Entries provided below:

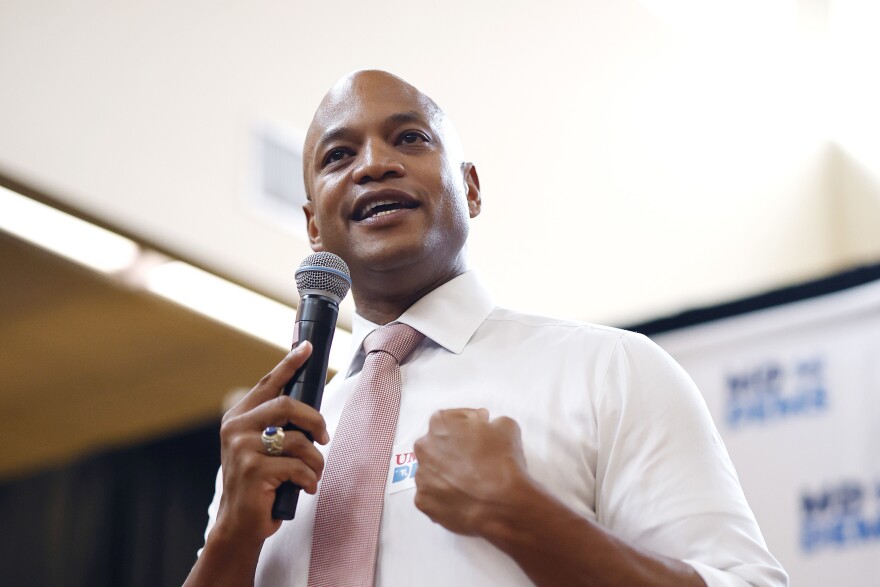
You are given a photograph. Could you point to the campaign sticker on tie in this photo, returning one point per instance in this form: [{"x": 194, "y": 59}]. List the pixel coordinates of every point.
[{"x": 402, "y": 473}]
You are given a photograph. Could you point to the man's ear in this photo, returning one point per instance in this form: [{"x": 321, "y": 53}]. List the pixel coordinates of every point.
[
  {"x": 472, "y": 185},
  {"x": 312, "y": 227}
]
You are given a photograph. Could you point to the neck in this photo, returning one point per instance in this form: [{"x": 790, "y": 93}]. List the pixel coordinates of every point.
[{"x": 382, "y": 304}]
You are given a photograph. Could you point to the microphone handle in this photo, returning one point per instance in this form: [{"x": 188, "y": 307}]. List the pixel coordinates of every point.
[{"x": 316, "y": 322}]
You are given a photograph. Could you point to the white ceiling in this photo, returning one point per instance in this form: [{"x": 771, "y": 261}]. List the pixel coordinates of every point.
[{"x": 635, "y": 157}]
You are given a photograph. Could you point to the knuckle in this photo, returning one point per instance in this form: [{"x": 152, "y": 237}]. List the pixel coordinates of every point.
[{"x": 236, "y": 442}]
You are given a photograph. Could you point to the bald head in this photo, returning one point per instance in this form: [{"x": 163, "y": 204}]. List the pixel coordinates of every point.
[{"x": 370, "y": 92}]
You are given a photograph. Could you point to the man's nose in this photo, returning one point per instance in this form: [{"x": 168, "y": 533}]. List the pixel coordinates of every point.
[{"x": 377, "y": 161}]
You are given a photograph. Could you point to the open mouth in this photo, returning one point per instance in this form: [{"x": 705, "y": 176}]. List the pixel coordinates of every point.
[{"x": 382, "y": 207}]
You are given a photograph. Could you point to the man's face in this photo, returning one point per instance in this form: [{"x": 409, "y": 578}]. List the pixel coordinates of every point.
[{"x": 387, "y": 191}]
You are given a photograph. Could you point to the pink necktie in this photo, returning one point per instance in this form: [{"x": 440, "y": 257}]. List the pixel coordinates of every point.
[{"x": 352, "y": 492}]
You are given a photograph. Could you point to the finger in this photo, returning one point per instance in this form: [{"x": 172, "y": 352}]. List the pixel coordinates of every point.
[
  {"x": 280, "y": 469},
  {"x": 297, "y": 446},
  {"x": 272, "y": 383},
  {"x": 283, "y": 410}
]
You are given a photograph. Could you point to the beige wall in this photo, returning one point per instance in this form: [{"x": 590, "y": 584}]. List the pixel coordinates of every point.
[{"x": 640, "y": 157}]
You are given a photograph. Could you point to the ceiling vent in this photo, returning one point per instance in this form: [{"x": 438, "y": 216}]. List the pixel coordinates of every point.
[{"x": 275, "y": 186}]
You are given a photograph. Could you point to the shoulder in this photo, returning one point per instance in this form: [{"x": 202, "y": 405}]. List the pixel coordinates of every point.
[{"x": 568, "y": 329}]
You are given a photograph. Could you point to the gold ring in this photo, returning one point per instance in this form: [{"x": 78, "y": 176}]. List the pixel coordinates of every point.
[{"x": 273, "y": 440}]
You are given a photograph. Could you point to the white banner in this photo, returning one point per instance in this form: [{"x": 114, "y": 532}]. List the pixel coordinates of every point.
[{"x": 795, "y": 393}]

End of Entries provided.

■ What you are asked to do ■
Output the records above character for character, but leave each image out.

■ Response below ■
You are given a photograph. Could you point to the campaign sticker on tie in this photo, returning one point per instance in this form: [{"x": 194, "y": 59}]. List the pixel coordinates of every point.
[{"x": 402, "y": 473}]
You are given a photograph. Could you point to the man's ear in this photo, returning one point per instance in this form: [{"x": 321, "y": 53}]. List the pixel coordinates of every point.
[
  {"x": 472, "y": 185},
  {"x": 312, "y": 227}
]
You are given a photograph. Could you point to the neck in this photo, returning one point per instance in this form: [{"x": 790, "y": 93}]. List the pixel coordinates of every point.
[{"x": 382, "y": 304}]
You are given a photograph. Could you point to the microphone handle in this photo, returning one point per instance in this form: [{"x": 188, "y": 307}]. List the pixel coordinates of every point.
[{"x": 316, "y": 322}]
You are given a photograph. Could you point to the white ceiling in this photo, returning one point per instance in this form: [{"x": 771, "y": 261}]. List the pixel coordinates of every point.
[{"x": 635, "y": 157}]
You are given a photograph. Could you point to the knuckle in this photo, returning one point per instance in this form: [{"x": 152, "y": 237}]. List the pixel coordinates of every point.
[{"x": 236, "y": 442}]
You are given a photograph. Could you point to the bald head in this photo, returning one point per instance in this form: [{"x": 163, "y": 204}]. List the pixel coordinates of every point.
[{"x": 370, "y": 92}]
You are given a photograph. Could you point to the man's nose in this photo, returning one point per instance in this form: [{"x": 168, "y": 533}]. List the pixel coordinates of every point.
[{"x": 377, "y": 161}]
You are given a photograph. Could you point to the open mouth in this photo, returning one point per instance in this form: [{"x": 705, "y": 176}]. List the pixel coordinates of every point.
[{"x": 382, "y": 207}]
You are given a photograph. Could you point to the man's face in this photo, returning one point per instance in this form: [{"x": 409, "y": 578}]. List the pixel coordinates of every point.
[{"x": 387, "y": 191}]
You are given a photograph. Could you point to the pink necktie in this photo, returning one point per instance in this form: [{"x": 440, "y": 257}]. List the pixel coordinates of every point.
[{"x": 352, "y": 492}]
You are given a photograph. Could you point to the finger in this photo, returning one point per instance in this form: [{"x": 172, "y": 352}]. List the pixel coordinates of every point.
[
  {"x": 280, "y": 469},
  {"x": 297, "y": 446},
  {"x": 272, "y": 383},
  {"x": 283, "y": 410}
]
You are given a photograph. Could you point to the beige wall in this photo, returning one point per instance in this form: [{"x": 590, "y": 584}]. List the pixel coordinates of every point.
[{"x": 640, "y": 157}]
You are given a photograph. Could you point to the ceiling vent in this photo, returning one point per instance in this form: [{"x": 438, "y": 216}]. List the pixel coordinates of every point.
[{"x": 275, "y": 186}]
You are given a photograph. Could you point to the shoulder in this photo, returning one point per instance in this form: [{"x": 202, "y": 405}]. List the pixel coordinates of every point.
[{"x": 568, "y": 329}]
You are given a photograph. Could you point to the gold ring in this photo, returning one point per instance in this form: [{"x": 78, "y": 176}]. List the pixel coordinates of every point.
[{"x": 273, "y": 440}]
You are given a photograph. Could you point to the white banner in this photo, returning one point per instance in this form: [{"x": 114, "y": 532}]. List the pixel coordinates of every point.
[{"x": 795, "y": 393}]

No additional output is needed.